▶ Aufgabe A: Zitieren Sie aus dem Artikel über die Schuldenbremse wörtlich die Stelle, die bei den Worten „Sie waren alle“ beginnt und nach „und Walter Riester.“ endet.
▶ Aufgabe B: Schreiben Sie den Artikel über die Schuldenbremse im Anschluss an seinen letzten Satz weiter.

▶ Bereitgestellter Text:
____

Donnerstag, 25. Juli 2024

Schuldenbremse: Initiative will Verbot wegen Verfassungsfeindlichkeit

Eine Petition soll die Bundespolitik zwingen, die Schuldenbremse vom Bundesverfassungsgericht als verfassungswidrig aburteilen zu lassen.

Sie waren alle dabei, lauter Figuren, denen heute häufig nachgesagt wird, sie hätten so ziemlich alles falschgemacht. Angela Merkel, die Kanzlerin, die Deutschland dem Kreml in die Arme geworfen hat. Sigmar Gabriel, der Kanzler werden wollte und zum Schluss ein Gnadenbrot als Außenminister serviert bekam.  

Andrea Nahles, auch eine SPD-Vorsitzende, die heute endversorgt Deutschlands Arbeitslose verwaltet. Dazu Wolfgang Schäuble, selbstverständlich, denn Schäuble war immer dabei. Wie Wolfgang Thierse (SPD), Dagmar Wöhrl (CDU) und Petra Weis (SPD), wie Frank-Walter Steinmeier, Brigitte Zypries, Peter Struck und Walter Riester.

____

▶ Angezeigte Informationen:
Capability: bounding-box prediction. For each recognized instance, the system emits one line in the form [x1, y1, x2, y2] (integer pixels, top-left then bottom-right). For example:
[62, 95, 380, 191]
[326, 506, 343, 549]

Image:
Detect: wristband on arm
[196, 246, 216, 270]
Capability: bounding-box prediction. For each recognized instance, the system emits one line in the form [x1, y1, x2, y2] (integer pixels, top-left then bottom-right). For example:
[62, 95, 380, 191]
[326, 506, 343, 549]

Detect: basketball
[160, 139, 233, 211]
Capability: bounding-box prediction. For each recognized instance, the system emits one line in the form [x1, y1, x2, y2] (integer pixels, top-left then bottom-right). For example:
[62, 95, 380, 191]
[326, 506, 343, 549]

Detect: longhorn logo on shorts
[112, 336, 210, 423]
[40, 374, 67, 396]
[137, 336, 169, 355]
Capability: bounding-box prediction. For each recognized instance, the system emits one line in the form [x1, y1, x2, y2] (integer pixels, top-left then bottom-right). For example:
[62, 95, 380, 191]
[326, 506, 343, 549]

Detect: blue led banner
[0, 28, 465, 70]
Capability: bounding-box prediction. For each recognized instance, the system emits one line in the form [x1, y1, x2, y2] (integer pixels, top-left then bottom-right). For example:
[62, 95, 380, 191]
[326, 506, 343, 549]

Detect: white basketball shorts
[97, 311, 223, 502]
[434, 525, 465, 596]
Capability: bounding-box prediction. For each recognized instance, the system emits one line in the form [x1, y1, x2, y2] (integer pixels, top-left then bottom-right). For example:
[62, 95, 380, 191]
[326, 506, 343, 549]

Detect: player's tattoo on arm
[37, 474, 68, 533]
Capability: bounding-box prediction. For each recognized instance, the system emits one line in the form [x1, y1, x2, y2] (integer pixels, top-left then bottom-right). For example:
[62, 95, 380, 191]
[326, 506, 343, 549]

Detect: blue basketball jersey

____

▶ Schriftliche Antwort A:
Sie waren alle dabei, lauter Figuren, denen heute häufig nachgesagt wird, sie hätten so ziemlich alles falschgemacht. Angela Merkel, die Kanzlerin, die Deutschland dem Kreml in die Arme geworfen hat. Sigmar Gabriel, der Kanzler werden wollte und zum Schluss ein Gnadenbrot als Außenminister serviert bekam.  

Andrea Nahles, auch eine SPD-Vorsitzende, die heute endversorgt Deutschlands Arbeitslose verwaltet. Dazu Wolfgang Schäuble, selbstverständlich, denn Schäuble war immer dabei. Wie Wolfgang Thierse (SPD), Dagmar Wöhrl (CDU) und Petra Weis (SPD), wie Frank-Walter Steinmeier, Brigitte Zypries, Peter Struck und Walter Riester.

▶ Schriftliche Antwort B:
Wankende Gestalten

Nachdem eine sogenannte Föderalismuskommission vorgeschlagen hatte, die Staatsverschuldung Deutschlands dauerhaft durch eine Schuldenbremse zu begrenzen, ging es schnell. Am 29. Mai 2009 hob eine Mehrheit im Deutschen Bundestag die Hände. Die Medienlandschaft jubelte über das neue, wichtige Instrument, das Staatsdefizit einzudämmen und irgendwann abzubauen.  Norbert Lammert, damals Vizepräsidenten des Deutschen Bundestages, Volker Kauder, Ruprecht Polenz, der sein Glück später als Politfluencer fand, aber auch weitgehend unbekannt gebliebene Parlamentarier wie Kerstin Griese, Hans-Michael Goldmann und Kai Gehring hatten einen Pflock eingeschlagen: Künftigen Parlamenten war es nun versagt, eines der zentralen und edelsten Rechte auszuüben, das eine demokratisch gewählte Volksvertretung hat.

"Seit 2011, der Bundestag von 2009 hatte ja wohlweislich nicht sich, sondern erst nachfolgende Parlamente ab dem Jahr 2020 fesseln wollen, üben gewählte Abgeordnete das sogenannte Haushaltsrecht nur noch eingeschränkt aus", schimpft Ronald C. Gerber, einer der Mitinitatioren einer Petition, die auf eine Verfassungsklage gegen die Schuldenbremse zielt. 

Dass sich die "Klasse von 2009", wie Gerber sie abschätzig nennt, angemaßt habe, sämtlichen folgenden Parlamenten das Recht abzusprechen, nach bestem Wissen und Gewissen selbst über die staatliche Neuverschuldung zu entscheiden, ist für das aktive Mitglied in der AG Sozialdemokraten in der SPD (AGS)  schon damals ein Ärgernis gewesen. "Und heute sehen wir, wo uns das hingeführt hat."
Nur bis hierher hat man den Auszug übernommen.